EXERCISE PASSAGE section start

Right now there are 43,000 drayage tractors operating in the United States. Drayage is the term for freight being moved from a port to a distribution center in or near a city. Right now, 16,000 pollution-spewing diesel trucks are working just in the Ports of Long Beach and Los Angeles, a number that is estimated to double to 32,000 by 2030.

Toyota is operating two trucks among that fleet of 16,000. Both emit nothing but water. The first was Toyota's Alpha truck. It has been hauling freight without creating any pollution for over a year. See our prior story, Zero Emissions Trucks - Toyota Walks the Walk While Tesla Talks the Talk. The new truck, nicknamed "Beta" is just now entering service.

“By evaluating the first truck in our test facilities and on the actual roads in the LA area, we made a list of improvements for the Beta truck build process and performance enhancements," said Andrew Lund, chief engineer for the project. He continued, "We needed to move beyond a proof of concept, which the first truck accomplished, to something that is not only better than the original but is also more commercially viable."

EXERCISE PASSAGE section end
STUDY MATERIAL section start

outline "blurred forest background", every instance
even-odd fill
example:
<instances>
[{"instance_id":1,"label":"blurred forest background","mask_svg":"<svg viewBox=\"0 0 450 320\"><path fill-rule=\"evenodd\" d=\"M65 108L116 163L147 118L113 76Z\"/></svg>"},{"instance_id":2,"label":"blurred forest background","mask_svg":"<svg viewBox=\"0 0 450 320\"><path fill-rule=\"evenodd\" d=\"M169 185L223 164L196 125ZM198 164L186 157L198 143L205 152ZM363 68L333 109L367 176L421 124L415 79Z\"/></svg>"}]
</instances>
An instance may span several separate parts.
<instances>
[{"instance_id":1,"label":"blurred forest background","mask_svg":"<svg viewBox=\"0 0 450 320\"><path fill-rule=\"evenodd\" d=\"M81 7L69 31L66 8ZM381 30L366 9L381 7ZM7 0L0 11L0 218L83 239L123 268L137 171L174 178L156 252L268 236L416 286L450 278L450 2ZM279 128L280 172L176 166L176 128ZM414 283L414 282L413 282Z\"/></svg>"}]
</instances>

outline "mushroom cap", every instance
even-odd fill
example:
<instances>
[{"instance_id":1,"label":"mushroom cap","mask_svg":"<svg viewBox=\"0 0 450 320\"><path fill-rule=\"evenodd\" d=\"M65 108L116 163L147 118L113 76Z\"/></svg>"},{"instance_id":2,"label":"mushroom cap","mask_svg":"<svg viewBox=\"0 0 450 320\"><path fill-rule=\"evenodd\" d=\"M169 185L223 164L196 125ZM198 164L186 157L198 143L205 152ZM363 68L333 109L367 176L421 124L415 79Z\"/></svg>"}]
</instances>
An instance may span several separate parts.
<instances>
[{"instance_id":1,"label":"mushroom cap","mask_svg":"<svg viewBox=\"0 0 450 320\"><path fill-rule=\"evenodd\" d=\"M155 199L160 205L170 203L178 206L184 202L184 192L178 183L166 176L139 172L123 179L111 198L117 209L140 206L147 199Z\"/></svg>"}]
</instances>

STUDY MATERIAL section end

PROBLEMS AND TASKS:
- 1) Answer these from the passage on Toyota's zero-emission drayage trucks:
(a) How many drayage tractors are operating in the United States?
(b) For how long has the Alpha truck been hauling freight without creating any pollution?
(c) What is Andrew Lund's role?
- 2) Carry on the passage about Toyota's zero-emission drayage trucks from the point where it stops.

OUTPUTS BY TASK:
- 1)
(a) 43,000
(b) Over a year
(c) Chief engineer for the project

- 2)
Toyota's electric semi trucks are powered by hydrogen fuel cells. Beta has a gross combined weight capacity of 80,000 lbs. That is the most important of its specification. (watch our fun video below for a surprisingly detailed overview of drayage operations and why they matter. Be forewarned, the gent in the video uses some pretty frank language.) The truck can operate for 300 total miles before stopping momentarily for a quick refuel. Unlike hydrogen fuel cell personal cars which are hard to argue make sense due to a lack of fuel stations, drayage trucks can refill at the port they return to after each trip. The trucks generate 1325 pound-feet of torque from two Mirai fuel cell stacks and a 12kWh battery.

“Our goal with the first truck was to see if it could be accomplished, and we did that,” said senior manager for Toyota’s North American Electrified Vehicle & Technologies Office, Craig Scott. “This time we're looking at commercial viability. We want to help make a difference—a significant difference when it comes to the air quality not only in the LA area, but across the U.S. and around the globe."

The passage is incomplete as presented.